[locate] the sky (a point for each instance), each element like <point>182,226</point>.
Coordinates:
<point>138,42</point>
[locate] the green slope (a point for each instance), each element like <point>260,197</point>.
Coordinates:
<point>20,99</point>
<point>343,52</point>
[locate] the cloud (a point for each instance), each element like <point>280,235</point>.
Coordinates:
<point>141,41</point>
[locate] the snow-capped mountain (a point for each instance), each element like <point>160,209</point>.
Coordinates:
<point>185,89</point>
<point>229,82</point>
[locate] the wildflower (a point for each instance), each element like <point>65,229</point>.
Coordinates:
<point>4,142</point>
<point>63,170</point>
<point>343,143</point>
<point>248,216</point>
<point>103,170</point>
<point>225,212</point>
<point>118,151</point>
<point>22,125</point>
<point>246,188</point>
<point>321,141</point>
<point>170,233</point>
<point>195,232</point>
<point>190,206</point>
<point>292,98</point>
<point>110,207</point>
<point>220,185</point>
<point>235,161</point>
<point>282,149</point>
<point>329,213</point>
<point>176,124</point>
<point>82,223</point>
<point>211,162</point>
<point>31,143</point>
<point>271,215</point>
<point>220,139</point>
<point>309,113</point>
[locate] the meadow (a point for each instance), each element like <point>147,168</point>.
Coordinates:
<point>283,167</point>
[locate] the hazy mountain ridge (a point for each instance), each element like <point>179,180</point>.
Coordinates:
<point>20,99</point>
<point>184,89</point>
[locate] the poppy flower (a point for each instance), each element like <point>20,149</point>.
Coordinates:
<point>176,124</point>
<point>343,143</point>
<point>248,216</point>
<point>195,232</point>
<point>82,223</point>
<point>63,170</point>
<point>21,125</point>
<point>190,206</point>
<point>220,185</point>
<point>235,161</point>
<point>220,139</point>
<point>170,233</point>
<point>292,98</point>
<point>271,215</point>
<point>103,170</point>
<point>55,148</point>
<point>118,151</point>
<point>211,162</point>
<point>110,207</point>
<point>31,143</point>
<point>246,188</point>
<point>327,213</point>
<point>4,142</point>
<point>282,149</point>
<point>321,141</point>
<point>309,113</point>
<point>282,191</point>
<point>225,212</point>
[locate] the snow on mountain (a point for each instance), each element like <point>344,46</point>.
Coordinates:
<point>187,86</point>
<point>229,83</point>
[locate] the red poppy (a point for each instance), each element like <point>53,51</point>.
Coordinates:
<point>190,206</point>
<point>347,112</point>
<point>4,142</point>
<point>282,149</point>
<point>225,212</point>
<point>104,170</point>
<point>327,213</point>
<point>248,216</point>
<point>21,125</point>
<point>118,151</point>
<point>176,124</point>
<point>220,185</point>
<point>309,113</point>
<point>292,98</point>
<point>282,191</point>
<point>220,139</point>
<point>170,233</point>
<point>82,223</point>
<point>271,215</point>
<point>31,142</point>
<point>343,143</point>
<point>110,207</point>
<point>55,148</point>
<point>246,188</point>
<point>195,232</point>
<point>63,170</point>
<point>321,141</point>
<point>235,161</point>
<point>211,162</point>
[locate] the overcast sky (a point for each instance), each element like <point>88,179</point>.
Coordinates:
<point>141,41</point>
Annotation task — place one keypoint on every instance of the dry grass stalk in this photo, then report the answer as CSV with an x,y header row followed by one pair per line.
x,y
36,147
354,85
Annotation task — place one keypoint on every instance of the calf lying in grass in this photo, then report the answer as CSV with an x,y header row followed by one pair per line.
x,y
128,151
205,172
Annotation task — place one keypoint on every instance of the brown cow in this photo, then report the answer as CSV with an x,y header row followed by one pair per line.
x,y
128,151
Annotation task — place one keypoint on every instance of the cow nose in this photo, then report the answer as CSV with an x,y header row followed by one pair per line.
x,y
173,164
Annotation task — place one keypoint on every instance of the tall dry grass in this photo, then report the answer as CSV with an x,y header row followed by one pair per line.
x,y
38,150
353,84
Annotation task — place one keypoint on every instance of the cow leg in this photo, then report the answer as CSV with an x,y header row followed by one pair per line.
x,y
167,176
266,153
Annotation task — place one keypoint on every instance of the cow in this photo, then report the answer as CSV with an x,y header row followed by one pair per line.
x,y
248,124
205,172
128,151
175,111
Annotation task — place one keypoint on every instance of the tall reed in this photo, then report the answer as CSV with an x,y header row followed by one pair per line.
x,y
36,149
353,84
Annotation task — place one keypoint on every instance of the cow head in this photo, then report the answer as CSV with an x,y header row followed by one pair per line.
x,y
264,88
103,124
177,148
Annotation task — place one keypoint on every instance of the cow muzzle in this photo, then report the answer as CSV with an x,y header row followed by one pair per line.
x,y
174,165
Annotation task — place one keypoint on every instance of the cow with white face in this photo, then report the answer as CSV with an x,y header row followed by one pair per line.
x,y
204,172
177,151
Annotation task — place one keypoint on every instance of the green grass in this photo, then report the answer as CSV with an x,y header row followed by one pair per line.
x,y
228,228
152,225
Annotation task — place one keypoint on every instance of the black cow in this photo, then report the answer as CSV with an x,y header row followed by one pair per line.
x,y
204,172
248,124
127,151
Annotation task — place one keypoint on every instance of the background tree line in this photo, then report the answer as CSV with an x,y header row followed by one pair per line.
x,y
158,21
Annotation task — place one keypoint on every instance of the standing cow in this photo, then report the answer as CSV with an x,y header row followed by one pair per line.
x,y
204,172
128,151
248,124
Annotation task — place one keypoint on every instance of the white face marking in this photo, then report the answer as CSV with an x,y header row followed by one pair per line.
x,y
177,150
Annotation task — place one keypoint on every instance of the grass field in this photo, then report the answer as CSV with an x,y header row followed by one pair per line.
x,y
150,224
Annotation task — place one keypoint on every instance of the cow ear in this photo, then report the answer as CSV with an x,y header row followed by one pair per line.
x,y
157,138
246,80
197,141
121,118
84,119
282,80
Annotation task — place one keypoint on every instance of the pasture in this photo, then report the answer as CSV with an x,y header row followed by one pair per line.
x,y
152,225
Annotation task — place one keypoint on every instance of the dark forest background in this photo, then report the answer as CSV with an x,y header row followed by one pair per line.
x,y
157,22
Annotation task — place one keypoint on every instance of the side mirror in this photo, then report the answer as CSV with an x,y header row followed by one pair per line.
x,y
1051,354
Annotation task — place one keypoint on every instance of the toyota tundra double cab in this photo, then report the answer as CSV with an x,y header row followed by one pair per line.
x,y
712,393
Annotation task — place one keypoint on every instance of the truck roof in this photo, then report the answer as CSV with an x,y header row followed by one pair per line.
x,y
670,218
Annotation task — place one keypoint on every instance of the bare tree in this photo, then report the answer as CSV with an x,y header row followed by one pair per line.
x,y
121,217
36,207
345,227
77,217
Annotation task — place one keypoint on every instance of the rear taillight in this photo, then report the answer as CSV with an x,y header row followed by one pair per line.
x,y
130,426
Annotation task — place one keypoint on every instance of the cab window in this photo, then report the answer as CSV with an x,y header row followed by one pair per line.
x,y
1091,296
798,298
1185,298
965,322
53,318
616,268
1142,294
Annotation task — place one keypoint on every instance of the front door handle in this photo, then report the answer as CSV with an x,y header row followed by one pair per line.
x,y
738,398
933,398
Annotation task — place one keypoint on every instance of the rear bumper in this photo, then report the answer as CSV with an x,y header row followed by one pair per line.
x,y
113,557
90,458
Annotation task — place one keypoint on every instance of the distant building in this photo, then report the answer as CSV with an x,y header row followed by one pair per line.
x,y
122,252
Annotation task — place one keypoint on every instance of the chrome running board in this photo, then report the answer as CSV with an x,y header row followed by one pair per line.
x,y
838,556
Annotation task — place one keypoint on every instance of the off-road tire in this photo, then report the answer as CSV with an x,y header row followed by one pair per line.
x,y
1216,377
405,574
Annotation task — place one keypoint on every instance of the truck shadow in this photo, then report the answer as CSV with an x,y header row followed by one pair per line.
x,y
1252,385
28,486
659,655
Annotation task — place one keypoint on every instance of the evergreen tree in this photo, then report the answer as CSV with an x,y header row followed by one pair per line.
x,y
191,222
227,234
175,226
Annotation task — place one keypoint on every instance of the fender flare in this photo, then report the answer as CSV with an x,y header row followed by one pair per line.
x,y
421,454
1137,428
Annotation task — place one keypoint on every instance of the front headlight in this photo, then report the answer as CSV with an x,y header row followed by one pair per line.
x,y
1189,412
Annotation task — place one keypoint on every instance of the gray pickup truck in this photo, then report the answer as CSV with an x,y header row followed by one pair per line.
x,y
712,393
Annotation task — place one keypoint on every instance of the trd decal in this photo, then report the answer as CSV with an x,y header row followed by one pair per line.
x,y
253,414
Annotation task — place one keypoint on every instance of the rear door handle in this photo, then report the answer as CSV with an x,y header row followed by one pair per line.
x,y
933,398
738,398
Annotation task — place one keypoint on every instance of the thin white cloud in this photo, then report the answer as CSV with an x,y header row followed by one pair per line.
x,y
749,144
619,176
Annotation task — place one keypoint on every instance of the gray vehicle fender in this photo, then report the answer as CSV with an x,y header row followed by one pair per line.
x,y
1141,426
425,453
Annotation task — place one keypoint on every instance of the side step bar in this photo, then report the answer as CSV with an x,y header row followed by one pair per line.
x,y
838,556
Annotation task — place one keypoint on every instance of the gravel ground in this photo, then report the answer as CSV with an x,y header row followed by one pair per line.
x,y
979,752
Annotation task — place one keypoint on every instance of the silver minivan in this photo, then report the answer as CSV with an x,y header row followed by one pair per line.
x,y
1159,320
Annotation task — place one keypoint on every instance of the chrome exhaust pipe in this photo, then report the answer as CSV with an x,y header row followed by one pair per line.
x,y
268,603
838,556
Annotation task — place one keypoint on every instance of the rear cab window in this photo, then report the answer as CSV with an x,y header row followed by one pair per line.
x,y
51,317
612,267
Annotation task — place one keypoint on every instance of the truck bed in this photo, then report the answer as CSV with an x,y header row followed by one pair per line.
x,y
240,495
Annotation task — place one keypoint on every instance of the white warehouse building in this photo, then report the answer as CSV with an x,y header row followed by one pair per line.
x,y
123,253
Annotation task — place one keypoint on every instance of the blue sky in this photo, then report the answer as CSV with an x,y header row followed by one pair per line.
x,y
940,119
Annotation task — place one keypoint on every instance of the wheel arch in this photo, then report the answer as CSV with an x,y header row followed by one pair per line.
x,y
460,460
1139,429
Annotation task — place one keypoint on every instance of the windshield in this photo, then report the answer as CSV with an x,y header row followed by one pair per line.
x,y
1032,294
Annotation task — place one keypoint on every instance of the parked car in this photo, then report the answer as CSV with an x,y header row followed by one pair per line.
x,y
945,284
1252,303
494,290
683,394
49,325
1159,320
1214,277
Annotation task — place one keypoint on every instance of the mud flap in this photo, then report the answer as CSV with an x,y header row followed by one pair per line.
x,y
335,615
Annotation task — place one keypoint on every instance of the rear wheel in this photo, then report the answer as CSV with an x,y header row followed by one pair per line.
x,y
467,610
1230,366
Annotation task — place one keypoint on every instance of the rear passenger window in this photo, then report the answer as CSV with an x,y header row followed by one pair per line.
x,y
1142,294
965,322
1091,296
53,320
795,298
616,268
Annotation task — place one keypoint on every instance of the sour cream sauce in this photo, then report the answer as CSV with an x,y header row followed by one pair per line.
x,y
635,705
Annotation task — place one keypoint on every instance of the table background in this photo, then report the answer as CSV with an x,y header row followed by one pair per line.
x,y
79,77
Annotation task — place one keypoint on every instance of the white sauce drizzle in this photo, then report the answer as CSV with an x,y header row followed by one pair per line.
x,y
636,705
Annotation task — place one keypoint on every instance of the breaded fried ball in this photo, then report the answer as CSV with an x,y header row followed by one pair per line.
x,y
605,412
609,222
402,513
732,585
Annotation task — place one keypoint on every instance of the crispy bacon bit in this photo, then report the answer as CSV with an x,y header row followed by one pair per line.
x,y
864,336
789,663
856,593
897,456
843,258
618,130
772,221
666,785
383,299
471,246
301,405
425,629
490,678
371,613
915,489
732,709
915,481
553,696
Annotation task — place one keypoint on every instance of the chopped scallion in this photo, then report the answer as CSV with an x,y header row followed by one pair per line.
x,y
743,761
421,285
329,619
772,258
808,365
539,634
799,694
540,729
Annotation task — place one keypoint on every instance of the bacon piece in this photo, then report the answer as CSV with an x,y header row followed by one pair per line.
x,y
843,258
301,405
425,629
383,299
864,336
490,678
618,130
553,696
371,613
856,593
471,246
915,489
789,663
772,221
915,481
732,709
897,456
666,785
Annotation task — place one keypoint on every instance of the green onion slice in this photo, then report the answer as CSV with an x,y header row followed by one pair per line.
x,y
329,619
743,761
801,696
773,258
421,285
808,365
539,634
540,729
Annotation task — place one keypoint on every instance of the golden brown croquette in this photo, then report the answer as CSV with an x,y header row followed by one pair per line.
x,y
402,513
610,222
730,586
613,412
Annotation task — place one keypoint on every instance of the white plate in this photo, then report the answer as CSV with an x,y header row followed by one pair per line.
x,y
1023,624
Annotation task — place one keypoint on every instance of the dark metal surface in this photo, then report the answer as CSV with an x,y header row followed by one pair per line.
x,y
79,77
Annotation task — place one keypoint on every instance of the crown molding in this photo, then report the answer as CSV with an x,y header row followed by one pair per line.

> _DIRECTIONS FOR THIS TASK_:
Copy out exactly the lines between the line with "of the chopped" and the last line of the entries, counting both of those lines.

> _SOLUTION_:
Annotation task — place one keypoint on every instance of the chopped scallion in this photo, then report the answer as CSV with an x,y header row followed by one pair per line.
x,y
743,761
421,285
329,619
772,258
808,365
539,634
799,694
540,729
Annotation task — place one keypoint on every instance of the bacon piece in this photo, then report the answer as CSV with an x,y header row followed by one pair per line.
x,y
843,258
301,405
425,629
383,299
864,336
490,678
618,130
553,696
371,613
856,593
471,246
915,489
789,663
772,221
915,481
732,709
897,456
666,785
Annotation task — place one keypoint on every instance of the green onion slice in this photo, then report the answer as CSV with an x,y header row followed by one pair per line.
x,y
329,619
743,761
801,696
773,258
421,285
808,365
539,634
540,729
Annotation task — place one keypoint on every instance of the golden brown croquette in this photo, then report the answer as CSV with an x,y header row followed by one pair per line.
x,y
402,513
610,222
730,586
613,412
Annotation task — place one keypoint on every instance of the white plate in this photo, then report the answer as CSV with an x,y header row followed by one pair per line.
x,y
1023,624
Annotation task — place one keypoint on every instance of the dark metal surface in this photo, then report the answer as CSV with an x,y header row followed by one pair per line.
x,y
79,77
Annotation task — place one keypoint on every instance of the crown molding in this photo, then report the answer as CSV with an x,y header row followed by one pair per line.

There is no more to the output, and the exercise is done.